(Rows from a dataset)
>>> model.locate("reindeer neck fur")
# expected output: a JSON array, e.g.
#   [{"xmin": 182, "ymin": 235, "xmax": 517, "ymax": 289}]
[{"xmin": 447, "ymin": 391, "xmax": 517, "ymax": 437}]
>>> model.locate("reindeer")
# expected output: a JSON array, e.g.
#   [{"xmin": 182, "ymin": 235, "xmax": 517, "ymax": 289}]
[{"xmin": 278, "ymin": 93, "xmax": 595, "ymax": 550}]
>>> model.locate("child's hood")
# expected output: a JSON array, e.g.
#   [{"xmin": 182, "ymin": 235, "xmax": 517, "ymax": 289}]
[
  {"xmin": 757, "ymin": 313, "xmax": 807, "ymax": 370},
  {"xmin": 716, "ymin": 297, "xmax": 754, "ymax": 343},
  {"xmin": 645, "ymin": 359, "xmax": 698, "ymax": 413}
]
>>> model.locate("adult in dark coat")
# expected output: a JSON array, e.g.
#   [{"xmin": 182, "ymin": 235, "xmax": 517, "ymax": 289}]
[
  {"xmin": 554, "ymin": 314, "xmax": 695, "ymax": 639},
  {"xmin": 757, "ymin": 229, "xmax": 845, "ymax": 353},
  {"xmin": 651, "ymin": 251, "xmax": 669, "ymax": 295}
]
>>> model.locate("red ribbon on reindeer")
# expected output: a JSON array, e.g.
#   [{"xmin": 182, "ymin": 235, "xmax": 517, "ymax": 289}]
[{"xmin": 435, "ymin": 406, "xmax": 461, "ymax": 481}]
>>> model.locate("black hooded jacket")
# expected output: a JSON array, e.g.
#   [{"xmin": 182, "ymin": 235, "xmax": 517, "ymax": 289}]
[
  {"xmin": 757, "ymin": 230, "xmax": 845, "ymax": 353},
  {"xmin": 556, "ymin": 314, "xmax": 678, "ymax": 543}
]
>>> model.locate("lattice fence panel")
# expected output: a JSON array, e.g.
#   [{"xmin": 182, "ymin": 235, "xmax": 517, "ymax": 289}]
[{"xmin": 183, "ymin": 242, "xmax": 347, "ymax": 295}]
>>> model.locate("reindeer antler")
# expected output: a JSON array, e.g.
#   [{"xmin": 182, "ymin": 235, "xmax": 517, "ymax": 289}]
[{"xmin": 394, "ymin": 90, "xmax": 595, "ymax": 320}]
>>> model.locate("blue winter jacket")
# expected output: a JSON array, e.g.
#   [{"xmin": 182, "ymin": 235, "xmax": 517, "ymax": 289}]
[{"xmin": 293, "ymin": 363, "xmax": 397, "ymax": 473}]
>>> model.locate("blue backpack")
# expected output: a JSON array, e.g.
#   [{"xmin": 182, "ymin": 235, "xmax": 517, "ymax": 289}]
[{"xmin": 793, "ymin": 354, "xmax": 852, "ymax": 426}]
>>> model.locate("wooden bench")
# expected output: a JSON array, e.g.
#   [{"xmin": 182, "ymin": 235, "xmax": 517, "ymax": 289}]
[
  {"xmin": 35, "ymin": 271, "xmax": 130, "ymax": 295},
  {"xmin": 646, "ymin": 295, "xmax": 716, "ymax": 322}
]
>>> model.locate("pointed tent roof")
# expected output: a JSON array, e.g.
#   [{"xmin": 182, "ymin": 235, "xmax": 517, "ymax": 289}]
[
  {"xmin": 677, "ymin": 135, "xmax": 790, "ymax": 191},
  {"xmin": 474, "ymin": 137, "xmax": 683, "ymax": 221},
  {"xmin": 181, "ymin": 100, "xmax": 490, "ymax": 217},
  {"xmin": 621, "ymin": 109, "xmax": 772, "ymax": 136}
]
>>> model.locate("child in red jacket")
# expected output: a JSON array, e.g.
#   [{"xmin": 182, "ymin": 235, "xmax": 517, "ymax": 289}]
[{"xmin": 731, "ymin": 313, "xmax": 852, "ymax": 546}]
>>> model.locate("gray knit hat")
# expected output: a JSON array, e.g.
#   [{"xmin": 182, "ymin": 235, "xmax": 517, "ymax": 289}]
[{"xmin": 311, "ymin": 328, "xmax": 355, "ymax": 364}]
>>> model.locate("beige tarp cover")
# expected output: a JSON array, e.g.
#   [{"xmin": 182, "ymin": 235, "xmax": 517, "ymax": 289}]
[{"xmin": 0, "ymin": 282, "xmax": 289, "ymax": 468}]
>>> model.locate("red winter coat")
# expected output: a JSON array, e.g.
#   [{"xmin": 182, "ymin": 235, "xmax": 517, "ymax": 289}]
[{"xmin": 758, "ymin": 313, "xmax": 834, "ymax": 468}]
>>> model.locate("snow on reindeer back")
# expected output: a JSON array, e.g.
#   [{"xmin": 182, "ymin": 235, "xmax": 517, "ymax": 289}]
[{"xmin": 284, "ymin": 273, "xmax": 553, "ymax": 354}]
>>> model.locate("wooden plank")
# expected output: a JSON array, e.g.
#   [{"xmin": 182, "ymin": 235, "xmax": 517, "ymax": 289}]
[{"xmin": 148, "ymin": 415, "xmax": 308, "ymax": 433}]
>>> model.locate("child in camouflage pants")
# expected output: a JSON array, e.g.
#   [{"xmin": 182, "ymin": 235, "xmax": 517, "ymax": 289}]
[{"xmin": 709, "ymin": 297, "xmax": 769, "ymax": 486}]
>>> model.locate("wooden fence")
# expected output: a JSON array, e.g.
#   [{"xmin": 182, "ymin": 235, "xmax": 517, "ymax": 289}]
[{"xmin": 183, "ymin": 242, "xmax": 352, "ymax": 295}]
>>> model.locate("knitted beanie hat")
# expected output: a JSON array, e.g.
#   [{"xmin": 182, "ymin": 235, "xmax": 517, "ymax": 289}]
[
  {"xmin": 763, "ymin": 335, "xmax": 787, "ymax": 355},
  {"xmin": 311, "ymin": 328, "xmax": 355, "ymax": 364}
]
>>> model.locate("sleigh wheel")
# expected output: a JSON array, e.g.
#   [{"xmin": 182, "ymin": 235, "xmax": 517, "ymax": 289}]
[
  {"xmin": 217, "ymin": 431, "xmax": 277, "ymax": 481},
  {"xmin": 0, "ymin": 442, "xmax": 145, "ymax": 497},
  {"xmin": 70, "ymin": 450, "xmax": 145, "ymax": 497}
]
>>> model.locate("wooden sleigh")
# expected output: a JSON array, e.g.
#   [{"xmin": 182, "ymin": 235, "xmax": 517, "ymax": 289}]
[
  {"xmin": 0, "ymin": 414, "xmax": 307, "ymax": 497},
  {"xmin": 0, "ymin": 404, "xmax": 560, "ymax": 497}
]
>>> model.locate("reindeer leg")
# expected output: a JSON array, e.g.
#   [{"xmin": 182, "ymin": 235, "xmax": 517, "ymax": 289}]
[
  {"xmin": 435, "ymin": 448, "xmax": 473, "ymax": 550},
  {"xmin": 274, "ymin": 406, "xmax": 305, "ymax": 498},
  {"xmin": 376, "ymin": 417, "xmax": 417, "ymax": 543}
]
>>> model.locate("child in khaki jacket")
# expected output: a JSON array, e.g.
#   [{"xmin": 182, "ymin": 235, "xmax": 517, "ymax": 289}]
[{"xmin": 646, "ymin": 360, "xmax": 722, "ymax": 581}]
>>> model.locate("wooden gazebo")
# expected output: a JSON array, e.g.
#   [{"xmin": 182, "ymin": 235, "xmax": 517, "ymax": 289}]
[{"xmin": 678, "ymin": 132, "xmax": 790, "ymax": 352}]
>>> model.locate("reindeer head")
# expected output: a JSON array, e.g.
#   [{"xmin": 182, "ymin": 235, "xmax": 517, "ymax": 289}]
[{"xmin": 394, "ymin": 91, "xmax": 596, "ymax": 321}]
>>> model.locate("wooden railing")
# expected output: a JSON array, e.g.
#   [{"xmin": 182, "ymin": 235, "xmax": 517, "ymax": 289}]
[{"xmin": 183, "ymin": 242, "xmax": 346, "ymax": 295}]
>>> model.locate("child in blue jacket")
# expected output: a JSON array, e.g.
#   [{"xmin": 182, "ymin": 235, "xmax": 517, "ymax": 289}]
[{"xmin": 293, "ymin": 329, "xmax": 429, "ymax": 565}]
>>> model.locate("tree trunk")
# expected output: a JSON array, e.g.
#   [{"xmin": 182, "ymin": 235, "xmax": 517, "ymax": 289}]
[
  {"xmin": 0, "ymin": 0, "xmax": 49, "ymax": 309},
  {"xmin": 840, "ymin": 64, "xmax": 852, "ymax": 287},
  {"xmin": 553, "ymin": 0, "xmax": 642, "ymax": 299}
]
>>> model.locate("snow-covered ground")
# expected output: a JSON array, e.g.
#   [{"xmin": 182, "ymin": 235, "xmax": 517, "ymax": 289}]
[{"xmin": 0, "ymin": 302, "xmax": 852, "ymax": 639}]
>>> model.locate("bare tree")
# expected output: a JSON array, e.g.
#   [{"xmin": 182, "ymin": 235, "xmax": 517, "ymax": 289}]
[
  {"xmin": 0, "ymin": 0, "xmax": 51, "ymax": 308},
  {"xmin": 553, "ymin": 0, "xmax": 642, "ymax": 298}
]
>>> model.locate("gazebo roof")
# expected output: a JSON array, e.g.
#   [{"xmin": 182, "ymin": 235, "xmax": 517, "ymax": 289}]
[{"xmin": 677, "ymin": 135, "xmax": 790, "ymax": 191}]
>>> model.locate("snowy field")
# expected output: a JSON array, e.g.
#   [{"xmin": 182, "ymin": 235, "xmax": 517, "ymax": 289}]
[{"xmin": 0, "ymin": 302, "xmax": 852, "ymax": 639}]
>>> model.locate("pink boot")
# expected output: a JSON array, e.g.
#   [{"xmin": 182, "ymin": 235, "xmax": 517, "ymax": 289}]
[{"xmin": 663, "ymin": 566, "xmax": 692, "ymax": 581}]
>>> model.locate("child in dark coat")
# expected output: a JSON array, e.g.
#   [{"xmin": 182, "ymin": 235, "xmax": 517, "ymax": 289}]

| The exercise |
Tally the lines in the items above that contain the string "blue", treating uppercase and lowercase as different. Reply with the number alone.

| Finished answer |
3